[START Passage]

Still referring to FIG. 3, the particular insole base structure 42 depicted includes, in heel periphery support portion 16, contoured raised cushion portion(s) 50. The raised portion(s) 50 can comprise cushion material contoured for preferred heel support, and also, if desired, constructed with regions of different softness or density of material therein for example as provided by regions 51 between spaced raised regions 50a. Techniques for accomplishing such structures are described for example in U.S. Pat. No. 6,931,763 B2, filed Aug. 5, 2003, issued Aug. 23, 2005, again incorporated by reference. The raised portions have top surfaces higher than the surface of the remainder of the top surface of the insole base structure. The heel periphery support portion is usually configured to provide stabilizing support, to a peripheral portion of a wearer's heal, around the center cushion 15.

In FIG. 3, the heel periphery support portion 16 has a generally “u” shape, although alternatives are possible. A u-shape will be typical, especially in an arrangement in which the heel cut 45 is oval or elliptical.

A variety of materials and arrangements can be used for the insole base structure 42, including those currently known for slipper insoles. What is, in general, required is an operable insole base structure 42, with an appropriate heel cut 45 therein. However, still referring to FIG. 3, the particular, typical, insole base structure 42 depicted is constructed by laminating a first layer or top layer 54 to a second or bottom layer 55. An insole blank would be formed by such an approach, which can then be used to form the insole base structure 42. Such a footwear insole blank 57 is depicted in FIG. 2, in exploded view so that top layer 54 and bottom layer 55 are separately viewable. The footwear blank 57 can be formed by precutting layers 54 and 55, and then securing them together; or, securing material for the two layers (54, 55) together, and then cutting the footwear blank 57.

Although alternatives are possible, typically the top layer 54 would be a fabric layer 54a, and the bottom layer 55 a foam layer 55b. The two layers 54, 55 can be secured together by a variety of means, for example adhesive. Useable approaches include to apply a dry powder adhesive, hot melt adhesive or a water-based adhesive.

In this context, the words “top” and “bottom”, “upper” and “lower”, “upwardly” and “downwardly” and variants thereof, are generally meant to refer to the relative orientation of components when the footwear member 1, FIG. 8, is positioned on a floor surface with an underside 49 of the sole 10 against the floor. The same is meant when these terms are used in other contexts, herein.

In many typical assembly approaches to formation of the insole base structure 42, the footwear blank 57 is subjected to a compression molding step. Such a process would typically cause a portion of a foam layer 55a to melt, facilitating bonding to a second fabric 54a.

A variety of alternate molding techniques can be used to form an insole base structure 42, however compression molding techniques will be particularly convenient when the insole base structure 42 comprises a fabric layer 54a secured to a foam layer 55a.

The particular material used for the foam layer 55a is a matter of choice, typically based on a selection criteria providing that after the compression molding will provide a desired level of resiliency in the insole of the finished footwear piece 1, FIG. 8.

[END Passage]
[START Information shown]

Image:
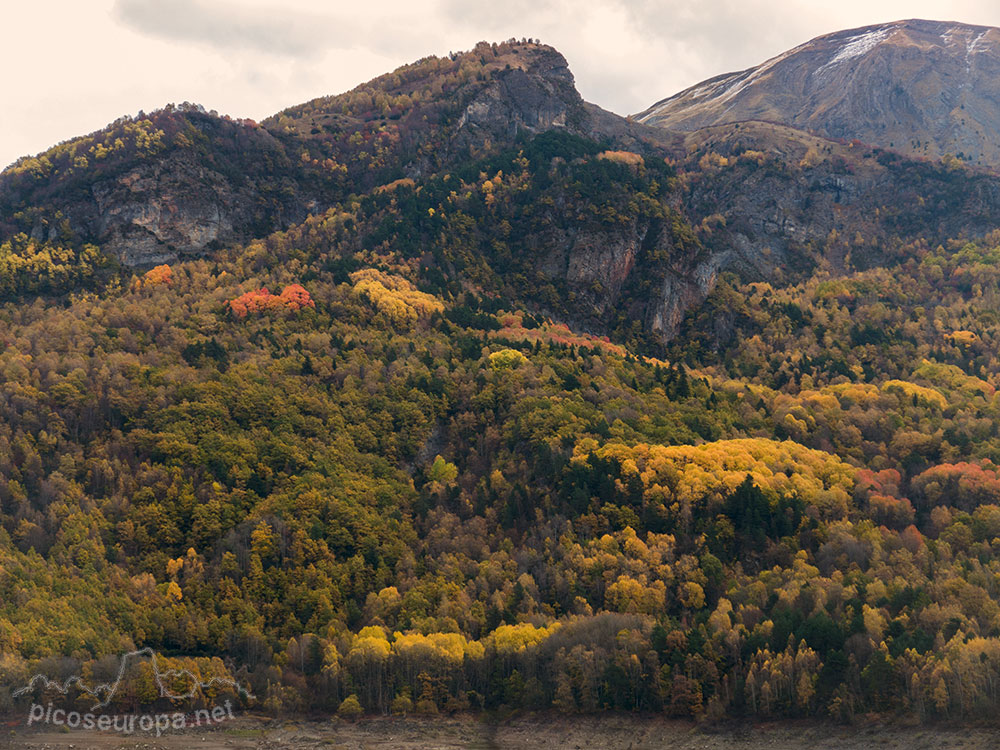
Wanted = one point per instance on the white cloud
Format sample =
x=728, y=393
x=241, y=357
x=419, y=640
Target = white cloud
x=81, y=65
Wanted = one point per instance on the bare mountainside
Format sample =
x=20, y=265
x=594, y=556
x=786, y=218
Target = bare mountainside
x=925, y=88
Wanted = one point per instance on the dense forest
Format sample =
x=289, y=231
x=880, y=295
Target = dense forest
x=379, y=462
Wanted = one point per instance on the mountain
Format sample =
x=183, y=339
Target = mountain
x=924, y=88
x=455, y=393
x=617, y=227
x=181, y=181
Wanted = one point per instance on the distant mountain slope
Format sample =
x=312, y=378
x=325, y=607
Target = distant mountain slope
x=181, y=181
x=487, y=171
x=925, y=88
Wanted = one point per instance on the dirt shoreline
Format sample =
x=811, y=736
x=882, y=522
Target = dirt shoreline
x=523, y=733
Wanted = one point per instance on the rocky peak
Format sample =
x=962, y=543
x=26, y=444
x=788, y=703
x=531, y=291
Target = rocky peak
x=926, y=88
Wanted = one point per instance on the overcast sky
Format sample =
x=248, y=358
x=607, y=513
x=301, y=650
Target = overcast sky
x=72, y=66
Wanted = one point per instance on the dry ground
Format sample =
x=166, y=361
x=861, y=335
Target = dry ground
x=546, y=733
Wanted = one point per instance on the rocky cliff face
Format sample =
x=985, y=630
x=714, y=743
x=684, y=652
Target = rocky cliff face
x=765, y=200
x=924, y=88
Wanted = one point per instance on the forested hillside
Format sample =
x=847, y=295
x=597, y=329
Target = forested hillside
x=501, y=431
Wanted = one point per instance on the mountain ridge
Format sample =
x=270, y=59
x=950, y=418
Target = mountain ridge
x=924, y=88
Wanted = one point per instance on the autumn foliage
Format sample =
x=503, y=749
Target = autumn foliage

[END Information shown]

● **Actions to take**:
a – Translate this sentence from the insole passage into Spanish: "The two layers 54, 55 can be secured together by a variety of means, for example adhesive."
b – Please pick up the insole passage after its last sentence and carry it forward.
The records come from a separate source unrelated to the insole passage.

● **Answers given**:
a – Las dos capas 54, 55 pueden unirse entre sí por diversos medios, por ejemplo, con adhesivo.

b –
An example of a usable foam would be an ethylene vinyl acetate foam, such as a sponge ethylene vinyl acetate. The density of the foam layer should be sufficient to provide a desired level of support after the compression molding operation. If the foam density is too low, it is expected that insufficient support to the wearer's foot could result. If the foam density is to high, the insole will feel to rigid and hard to the wearer. Although alternatives are possible, typically the foam material utilized to form foam layer 55a, will be selected from a foam having a density range (before compression molding) between 4 lbs/sq. ft. and 10 lbs/sq. ft. (1.9-4.88 g/sq.cm.)

In a typical application, the foam layer 55a will be provided (before compression molding) as a 2-4 inch (50.8-102 mm) thick block, that will be compressed to form a desired thickness in the insole base structure 42. Foam layer 55a can be provided in pieces if desired. The utilization of pieces allows for the possibility of providing different density of foams, different locations.

The fabric layer 54a can be provided from a variety of fabric materials that will adhere to the foam layer 55a and provide a desired surface structure. The fabric layer can be a woven or nonwoven material. It can be a knitted material. In typical applications, the fabric layer 54a will be visible in the finished product, so it will typically be chosen to a nap (if any) sufficiently small for desired appearance. Typically the nap will be less than about 4 millimeter, although alternatives are possible. An example fabric would be a micro fiber sueded fabric. An example would be polyester fabric.

In some instances sole base structure 42 can be provided without a fabric layer 54a. However, the fabric layer 54a will typically provide an advantageous feel for portions of a wearer's foot, and will also provide durability and desired appearance.

Referring to FIG. 3, in the compression molded insole base structure 42 base portions 50 can be provided by compression molding techniques that can compress regions 51 more than regions 50.

Typically, the rim portion 22 will be formed appropriately, to have the height, i.e., dimension projecting upwardly from an adjacent portion of surface 48 of at least 0.25 inch (6.35 mm) and typically no more than 1.0 inch (25.4 mm).

Typically, the sole base structure 42 will be configured so that, when installed in a footwear shell 2, the front region 20, in particular a region adjacent the toes of a wearer, will be lower than the arch region 19. This provides, among other things, desirable comfort and support. However, alternatives are possible.

Still referring to FIG. 3, aperture 45 is depicted in a center portion of heel periphery support portion 16. Although alternatives are possible, aperture 45 can be formed after the step of compression molding, if desired, by a die cut operation. The particular heel cut 45 depicted, is an oval shaped aperture 45a although alternatives are possible. The particular oval shaped aperture 45a shown, as will be typical, is aligned with a long axis of the oval directed along the length of the insole base structure 42. Although alternatives are possible, this will be typical.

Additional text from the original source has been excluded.